-- BEGIN INPUT RECORDS --

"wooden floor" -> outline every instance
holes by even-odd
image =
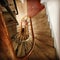
[[[32,18],[32,24],[35,46],[28,60],[57,60],[45,9]]]

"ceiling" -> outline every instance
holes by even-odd
[[[27,14],[29,17],[35,16],[44,8],[40,0],[27,0]]]

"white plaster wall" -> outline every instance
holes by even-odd
[[[59,10],[59,0],[42,0],[46,4],[48,11],[48,17],[52,28],[52,33],[54,35],[54,45],[57,51],[57,55],[60,58],[60,10]]]

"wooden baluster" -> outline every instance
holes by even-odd
[[[5,51],[5,54],[9,58],[11,57],[11,60],[18,60],[14,54],[12,42],[11,42],[11,39],[9,37],[8,30],[7,30],[7,27],[6,27],[1,10],[0,10],[0,41],[2,42],[2,47]]]

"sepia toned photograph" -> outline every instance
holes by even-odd
[[[0,60],[60,60],[60,0],[0,0]]]

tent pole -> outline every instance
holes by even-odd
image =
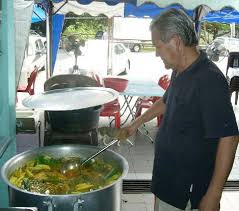
[[[50,78],[53,71],[52,62],[52,16],[53,5],[49,1],[48,14],[46,18],[46,40],[47,40],[47,52],[46,52],[46,79]]]

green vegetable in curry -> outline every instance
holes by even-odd
[[[39,155],[15,170],[9,177],[10,183],[18,188],[42,194],[78,194],[96,190],[117,180],[122,170],[115,164],[98,158],[80,169],[61,173],[64,162],[79,158],[52,158]]]

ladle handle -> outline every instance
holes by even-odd
[[[113,141],[111,141],[107,146],[105,146],[103,149],[99,150],[97,153],[94,153],[92,156],[90,156],[89,158],[87,158],[86,160],[84,160],[81,165],[83,166],[85,163],[87,163],[88,161],[90,161],[91,159],[93,159],[94,157],[96,157],[97,155],[99,155],[101,152],[104,152],[106,149],[108,149],[109,147],[111,147],[112,145],[114,145],[115,143],[117,143],[119,140],[115,139]]]

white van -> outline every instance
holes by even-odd
[[[95,72],[101,76],[126,74],[130,69],[130,50],[122,43],[113,43],[108,55],[107,40],[88,40],[78,57],[79,69]],[[107,72],[109,64],[112,68]]]
[[[239,51],[239,39],[232,37],[217,37],[211,45],[223,46],[226,48],[227,52],[237,52]]]

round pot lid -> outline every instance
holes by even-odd
[[[118,95],[117,91],[104,87],[66,88],[31,95],[22,104],[46,111],[67,111],[103,105],[115,100]]]

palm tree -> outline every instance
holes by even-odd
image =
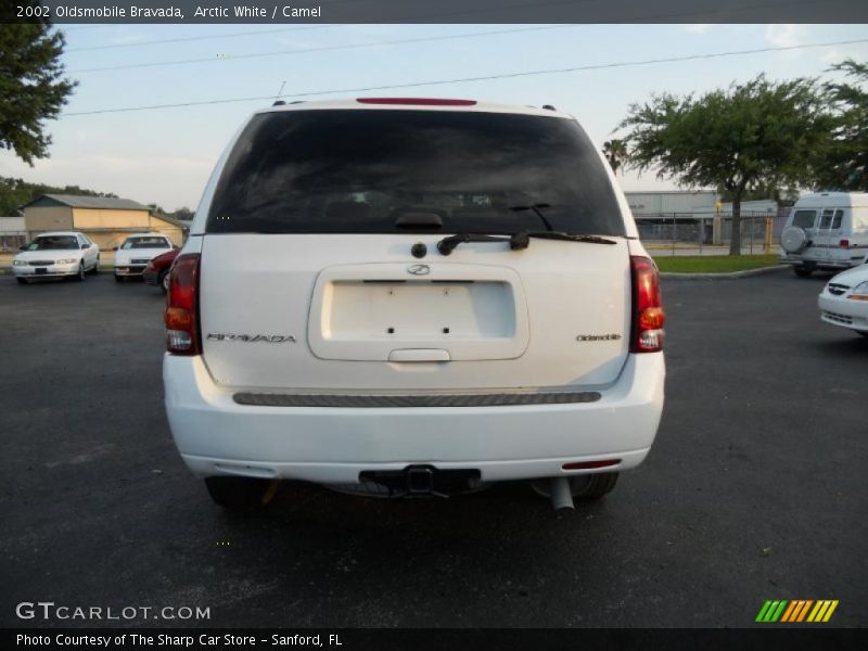
[[[607,140],[603,142],[603,156],[609,161],[612,171],[617,174],[627,161],[627,145],[623,140]]]

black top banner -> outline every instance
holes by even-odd
[[[3,0],[0,22],[868,23],[865,0]]]
[[[0,631],[3,649],[191,651],[863,651],[864,629],[837,628],[42,628]]]

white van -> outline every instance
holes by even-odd
[[[848,269],[868,252],[868,192],[818,192],[795,202],[780,235],[781,261],[806,278]]]
[[[388,497],[537,480],[570,507],[648,455],[663,323],[656,267],[572,116],[278,105],[218,163],[173,267],[166,410],[228,508],[284,478]]]

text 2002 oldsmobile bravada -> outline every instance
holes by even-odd
[[[166,409],[226,507],[610,492],[663,407],[658,271],[574,118],[468,100],[256,113],[167,296]]]

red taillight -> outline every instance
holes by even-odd
[[[631,353],[656,353],[663,349],[663,324],[666,315],[660,294],[660,275],[651,258],[630,256],[633,270]]]
[[[473,106],[476,100],[438,100],[436,98],[359,98],[359,104],[409,104],[410,106]]]
[[[166,294],[166,349],[175,355],[200,355],[197,253],[178,256]]]
[[[621,459],[602,459],[600,461],[574,461],[573,463],[564,463],[561,468],[564,470],[592,470],[595,468],[609,468],[618,463],[621,463]]]

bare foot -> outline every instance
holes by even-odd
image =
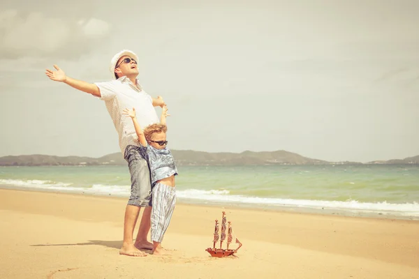
[[[153,250],[153,243],[145,241],[136,241],[134,243],[134,246],[137,249],[146,249],[146,250]]]
[[[163,247],[158,248],[153,251],[153,255],[163,255],[169,254],[169,252]]]
[[[119,250],[119,255],[125,255],[126,256],[131,256],[131,257],[146,257],[147,253],[145,253],[142,251],[139,250],[134,246],[124,246]]]

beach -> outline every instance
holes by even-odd
[[[0,278],[419,278],[418,221],[178,204],[170,255],[131,257],[119,255],[126,204],[0,190]],[[218,259],[205,249],[223,211],[243,246]]]

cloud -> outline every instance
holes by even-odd
[[[6,10],[0,12],[0,59],[75,59],[109,33],[109,24],[96,18],[64,20]]]

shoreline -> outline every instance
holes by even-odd
[[[416,221],[179,204],[163,241],[171,255],[134,258],[118,254],[126,205],[115,197],[0,190],[0,277],[419,278]],[[222,211],[243,246],[216,259],[205,249]]]
[[[91,197],[103,197],[110,198],[117,198],[126,199],[128,197],[118,195],[106,194],[106,193],[84,193],[78,191],[60,191],[55,189],[47,189],[47,188],[39,188],[35,187],[24,187],[18,186],[10,186],[10,185],[0,185],[0,190],[15,190],[21,191],[30,191],[30,192],[40,192],[40,193],[53,193],[57,194],[64,195],[82,195],[82,196],[91,196]],[[201,199],[182,199],[177,198],[177,203],[181,204],[190,204],[196,205],[198,206],[216,206],[216,207],[225,207],[232,209],[247,209],[249,210],[261,210],[261,211],[277,211],[277,212],[286,212],[286,213],[307,213],[307,214],[318,214],[325,216],[346,216],[346,217],[359,217],[359,218],[378,218],[378,219],[396,219],[396,220],[407,220],[413,221],[419,221],[419,215],[416,216],[404,216],[402,213],[395,213],[394,212],[376,212],[374,211],[367,210],[354,210],[354,209],[330,209],[330,208],[314,208],[309,206],[273,206],[263,204],[257,206],[256,204],[240,204],[240,203],[227,203],[223,202],[207,202]]]

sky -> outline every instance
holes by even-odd
[[[103,101],[44,73],[110,80],[124,49],[172,149],[419,155],[416,0],[61,2],[0,3],[0,156],[118,152]]]

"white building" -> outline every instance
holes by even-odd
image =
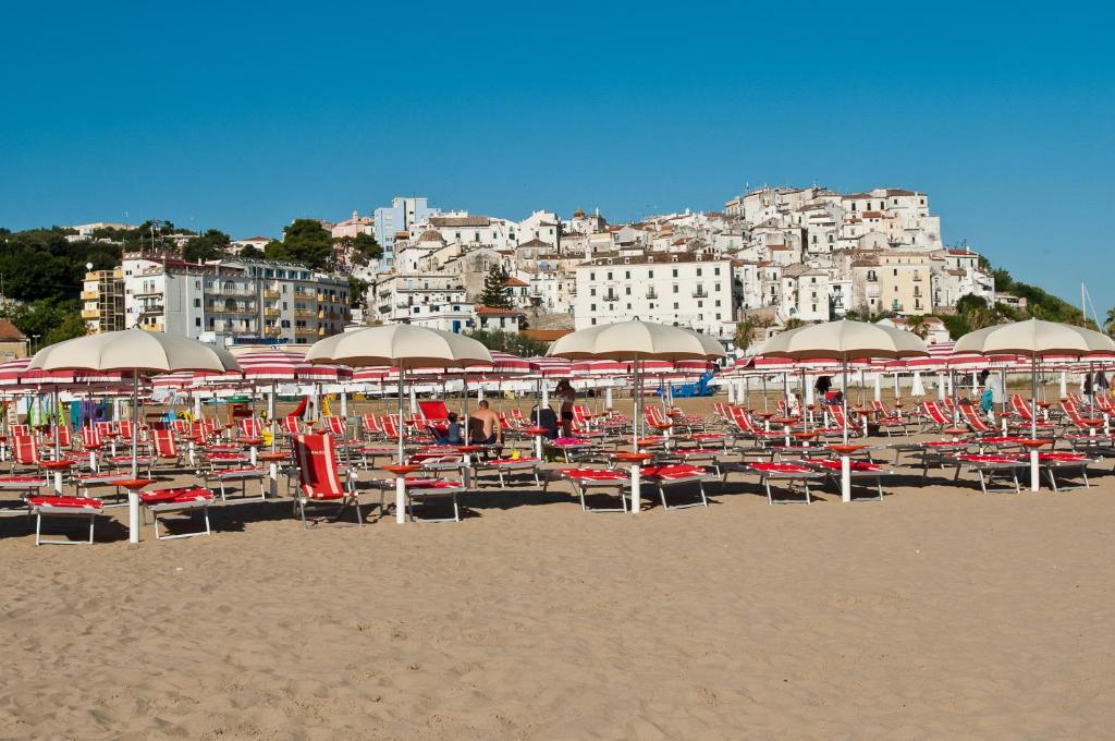
[[[576,268],[574,324],[643,319],[731,335],[734,272],[727,259],[692,253],[598,256]]]
[[[462,333],[476,326],[476,306],[456,276],[385,273],[371,289],[375,318]]]

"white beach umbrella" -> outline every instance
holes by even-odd
[[[847,366],[852,360],[904,358],[929,355],[925,343],[913,333],[865,321],[826,321],[775,335],[763,346],[766,357],[797,359],[837,358],[842,365],[844,444],[847,444]],[[852,499],[851,461],[841,455],[841,494]]]
[[[1038,359],[1049,356],[1089,357],[1115,353],[1115,343],[1103,333],[1057,321],[1028,319],[968,333],[957,340],[956,353],[1021,355],[1030,359],[1030,436],[1037,437]],[[1030,489],[1038,490],[1037,450],[1030,456]]]
[[[391,366],[399,378],[398,461],[403,463],[403,383],[415,368],[466,368],[492,366],[492,354],[471,337],[416,325],[385,325],[333,335],[316,343],[306,354],[310,363],[336,363],[353,368]],[[466,394],[467,400],[467,394]],[[468,406],[465,402],[465,427]],[[395,521],[406,521],[406,483],[395,479]]]
[[[123,329],[68,339],[43,347],[29,368],[42,371],[100,371],[132,373],[132,420],[138,423],[139,376],[194,371],[239,371],[236,358],[225,349],[190,337],[145,329]],[[138,478],[139,435],[132,435],[132,475]],[[128,493],[128,539],[139,542],[139,497]]]
[[[631,420],[632,451],[639,451],[639,425],[642,421],[642,385],[640,365],[643,360],[701,360],[726,355],[716,339],[691,329],[650,321],[618,321],[597,325],[558,338],[549,356],[570,359],[597,358],[609,360],[634,360],[633,414]],[[638,512],[639,466],[631,466],[631,508]]]

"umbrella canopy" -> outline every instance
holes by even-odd
[[[43,347],[29,368],[42,371],[240,371],[227,350],[190,337],[146,329],[123,329],[67,339]]]
[[[902,358],[928,355],[925,343],[904,329],[865,321],[826,321],[775,335],[763,346],[765,357],[798,360]]]
[[[698,360],[724,357],[719,341],[691,329],[650,321],[598,325],[559,338],[550,356],[611,360]]]
[[[925,343],[912,331],[866,321],[825,321],[775,335],[763,346],[766,357],[798,360],[835,358],[844,375],[844,444],[847,444],[847,366],[849,362],[871,358],[904,358],[929,355]],[[847,478],[842,481],[843,499],[850,501]]]
[[[957,340],[954,353],[1085,357],[1115,353],[1115,343],[1094,329],[1028,319],[969,333]]]
[[[416,325],[385,325],[333,335],[310,347],[306,359],[353,368],[387,365],[408,371],[492,365],[492,354],[475,339]]]
[[[42,371],[130,371],[132,418],[139,415],[139,375],[195,371],[225,373],[240,371],[236,358],[225,349],[190,337],[146,329],[123,329],[67,339],[43,347],[31,358],[29,368]],[[132,435],[132,477],[138,478],[137,442]],[[128,538],[139,542],[139,498],[128,492]]]

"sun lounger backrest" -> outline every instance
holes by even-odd
[[[13,435],[11,454],[20,465],[37,465],[39,463],[39,448],[35,444],[35,437],[31,435]]]
[[[100,448],[100,430],[97,427],[81,427],[81,446],[89,448]]]
[[[59,448],[69,448],[74,444],[74,436],[70,432],[70,426],[68,424],[56,424],[50,427],[50,442],[54,443],[55,437],[58,437]]]
[[[244,417],[240,421],[240,434],[244,437],[259,437],[263,434],[263,421],[259,417]]]
[[[159,458],[177,458],[178,444],[174,442],[171,430],[152,430],[151,439],[155,445],[155,454]]]
[[[330,435],[294,435],[294,460],[298,485],[304,497],[337,499],[345,495]]]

-- END INPUT RECORDS --

**GIVEN EXERCISE**
Return every line of the items above that contains the string "white". Case counts.

**EXERCISE ANSWER**
"white plaster wall" -> outline every instance
white van -> outline every instance
white van -> outline every instance
"white building" -> outline every instance
"white beach umbrella" -> outline every instance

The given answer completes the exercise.